## Work instructions
Repeat every line below exactly as it reads.

Stored records:
------------------------------------

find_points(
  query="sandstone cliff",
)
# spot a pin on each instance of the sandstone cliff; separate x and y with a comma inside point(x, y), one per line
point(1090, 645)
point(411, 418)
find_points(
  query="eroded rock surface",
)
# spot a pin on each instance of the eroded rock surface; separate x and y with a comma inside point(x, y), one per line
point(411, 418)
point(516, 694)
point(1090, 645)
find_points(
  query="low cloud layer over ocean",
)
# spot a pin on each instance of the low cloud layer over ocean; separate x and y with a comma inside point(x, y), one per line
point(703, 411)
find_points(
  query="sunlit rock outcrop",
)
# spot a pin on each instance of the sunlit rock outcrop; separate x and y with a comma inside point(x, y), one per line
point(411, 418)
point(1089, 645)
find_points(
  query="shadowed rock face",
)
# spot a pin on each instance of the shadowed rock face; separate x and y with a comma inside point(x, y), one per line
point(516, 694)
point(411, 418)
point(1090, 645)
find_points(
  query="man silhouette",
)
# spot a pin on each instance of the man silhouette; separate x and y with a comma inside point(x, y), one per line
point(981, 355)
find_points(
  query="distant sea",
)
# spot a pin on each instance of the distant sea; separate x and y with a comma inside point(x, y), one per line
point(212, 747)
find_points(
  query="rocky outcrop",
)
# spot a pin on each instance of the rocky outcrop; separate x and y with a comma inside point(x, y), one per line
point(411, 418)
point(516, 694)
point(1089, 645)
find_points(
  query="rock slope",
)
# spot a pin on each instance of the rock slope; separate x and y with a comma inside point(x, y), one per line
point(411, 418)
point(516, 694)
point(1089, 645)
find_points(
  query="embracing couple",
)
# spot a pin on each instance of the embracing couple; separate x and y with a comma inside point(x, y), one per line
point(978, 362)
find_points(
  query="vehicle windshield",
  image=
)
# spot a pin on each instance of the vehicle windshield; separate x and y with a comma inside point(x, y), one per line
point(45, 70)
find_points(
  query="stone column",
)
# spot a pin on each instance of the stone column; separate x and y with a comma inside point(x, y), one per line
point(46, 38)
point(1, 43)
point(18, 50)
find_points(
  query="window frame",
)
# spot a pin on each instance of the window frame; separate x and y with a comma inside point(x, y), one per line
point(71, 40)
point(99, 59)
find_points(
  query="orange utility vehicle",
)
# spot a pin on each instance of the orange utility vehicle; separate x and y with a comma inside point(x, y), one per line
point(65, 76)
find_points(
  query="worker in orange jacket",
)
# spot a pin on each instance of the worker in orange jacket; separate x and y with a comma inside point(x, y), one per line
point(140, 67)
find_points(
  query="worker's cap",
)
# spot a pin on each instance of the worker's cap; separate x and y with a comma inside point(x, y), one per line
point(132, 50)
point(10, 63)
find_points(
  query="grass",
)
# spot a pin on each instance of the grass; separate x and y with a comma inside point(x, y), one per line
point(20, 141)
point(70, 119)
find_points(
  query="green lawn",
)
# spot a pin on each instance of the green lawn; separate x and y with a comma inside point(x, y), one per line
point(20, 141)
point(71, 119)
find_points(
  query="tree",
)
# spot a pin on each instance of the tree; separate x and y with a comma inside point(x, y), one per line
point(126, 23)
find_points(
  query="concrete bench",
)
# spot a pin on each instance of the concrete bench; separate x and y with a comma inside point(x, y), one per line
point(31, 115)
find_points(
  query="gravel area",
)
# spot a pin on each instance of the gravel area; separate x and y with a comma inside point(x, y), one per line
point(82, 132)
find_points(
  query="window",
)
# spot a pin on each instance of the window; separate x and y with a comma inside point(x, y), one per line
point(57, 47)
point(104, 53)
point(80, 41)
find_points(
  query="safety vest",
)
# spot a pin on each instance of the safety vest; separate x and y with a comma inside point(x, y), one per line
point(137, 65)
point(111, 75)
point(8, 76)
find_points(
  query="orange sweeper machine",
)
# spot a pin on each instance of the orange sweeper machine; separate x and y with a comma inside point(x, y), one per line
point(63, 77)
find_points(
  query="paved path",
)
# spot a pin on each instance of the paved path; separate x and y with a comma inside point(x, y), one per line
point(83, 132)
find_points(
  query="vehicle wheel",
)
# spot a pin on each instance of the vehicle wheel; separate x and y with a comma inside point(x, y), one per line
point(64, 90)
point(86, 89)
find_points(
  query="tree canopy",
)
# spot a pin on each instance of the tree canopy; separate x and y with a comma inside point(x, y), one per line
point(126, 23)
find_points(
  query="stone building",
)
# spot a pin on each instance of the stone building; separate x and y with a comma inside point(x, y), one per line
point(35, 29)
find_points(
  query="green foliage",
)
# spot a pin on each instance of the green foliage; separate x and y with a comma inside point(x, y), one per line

------------------------------------

## Written solution
find_points(
  query="sandstone cliff",
)
# spot a pin on each instance of the sandstone cliff; separate x and y with a comma inside point(x, y), one per line
point(1090, 645)
point(411, 418)
find_points(
  query="eroded rock surface",
)
# spot a pin on each instance of the eroded rock surface; separate x and y with a comma inside point(x, y), one per line
point(411, 418)
point(516, 694)
point(1090, 645)
find_points(
  query="low cloud layer over ocean",
)
# spot a pin on each instance of the low cloud layer over ocean; separate x and y with a comma inside point(x, y), one per line
point(703, 411)
find_points(
  query="sunlit rock outcrop",
)
# spot a pin on each instance of the sunlit rock outcrop; separate x and y with a comma inside point(x, y), one per line
point(411, 418)
point(1089, 645)
find_points(
  query="shadowed rock face",
)
# spot a pin on each instance of the shadowed rock face; separate x and y with a comma inside point(x, y), one per line
point(516, 694)
point(411, 418)
point(1090, 645)
find_points(
  query="man silhouette",
)
# spot a pin on each instance of the man silhouette; separate x and y with a comma inside point(x, y), one per line
point(981, 355)
find_points(
  query="distant sea",
)
# spot a pin on each instance of the distant sea; separate x and y with a comma inside point(x, y), one per line
point(212, 747)
find_points(
  query="rocky outcrop",
)
# spot a pin on each instance of the rocky outcrop; separate x and y with a comma inside point(x, y), one per line
point(411, 418)
point(516, 694)
point(1089, 645)
find_points(
  query="rock slope",
)
# spot a pin on each instance of the rock slope; separate x and y with a comma inside point(x, y), one per line
point(411, 418)
point(516, 694)
point(1089, 645)
find_points(
  query="embracing couple",
)
# spot a pin on each instance of the embracing couple; separate x and y with a comma inside point(x, y), one per line
point(978, 362)
find_points(
  query="vehicle windshield",
  image=
)
# spot a pin on each instance of the vehicle windshield; separate x and y with a comma inside point(x, y), one per line
point(45, 70)
find_points(
  query="stone column",
)
# spot a pin on each instance of the stone column; separate x and y with a comma inside point(x, y), one per line
point(46, 38)
point(1, 43)
point(18, 50)
find_points(
  query="window frame",
)
# spot a pin on each instance of the window frame; separate x and y with a comma inside point(x, y), one per line
point(71, 40)
point(99, 59)
find_points(
  query="orange utility vehicle",
)
# spot a pin on each instance of the orange utility vehicle; separate x and y with a comma inside point(x, y), one per line
point(65, 76)
find_points(
  query="worker in orange jacket",
)
# spot a pin on each instance of the worker in orange jacket; separate x and y with a comma inside point(x, y), one per line
point(140, 67)
find_points(
  query="worker's cap",
)
# spot a pin on each instance of the worker's cap; separate x and y with a comma inside point(x, y), one per line
point(132, 50)
point(10, 63)
find_points(
  query="grass",
)
# spot a pin on each instance of the grass; separate x and y with a comma inside point(x, y), one per line
point(20, 141)
point(70, 119)
find_points(
  query="green lawn",
)
# spot a pin on each instance of the green lawn; separate x and y with a comma inside point(x, y), one per line
point(20, 141)
point(71, 119)
find_points(
  query="tree",
)
# spot a pin on each instance of the tree; separate x and y with a comma inside point(x, y), one per line
point(126, 23)
find_points(
  query="concrete bench",
)
# spot a pin on each instance of the concrete bench; separate x and y with a comma inside point(x, y), one per line
point(31, 115)
find_points(
  query="gravel area",
)
# spot a pin on each instance of the gravel area; separate x and y with a comma inside point(x, y), one per line
point(82, 132)
find_points(
  query="window",
)
# spot a pin on each instance of the window; separate x and y with a comma inside point(x, y), one per line
point(57, 47)
point(104, 53)
point(80, 41)
find_points(
  query="safety vest",
)
# spot a pin on each instance of the safety vest; separate x and y with a comma inside point(x, y), one per line
point(137, 65)
point(111, 75)
point(8, 76)
find_points(
  query="orange sweeper machine",
)
# spot a pin on each instance of the orange sweeper machine; separate x and y with a comma inside point(x, y), one per line
point(63, 77)
find_points(
  query="paved path",
)
# spot a pin on each instance of the paved path; separate x and y with a comma inside point(x, y), one per line
point(83, 132)
find_points(
  query="vehicle wheel",
)
# spot a pin on each instance of the vehicle wheel; separate x and y with a comma inside point(x, y), one per line
point(64, 90)
point(86, 89)
find_points(
  query="tree canopy",
)
# spot a pin on each instance of the tree canopy; separate x and y with a comma inside point(x, y), one per line
point(126, 23)
find_points(
  query="stone building",
)
# spot a pin on each instance of the stone building; separate x and y with a comma inside point(x, y), one per line
point(35, 29)
find_points(
  query="green foliage",
)
# spot a pin on each instance of the green foliage; separate x and y with a comma inside point(x, y), one per line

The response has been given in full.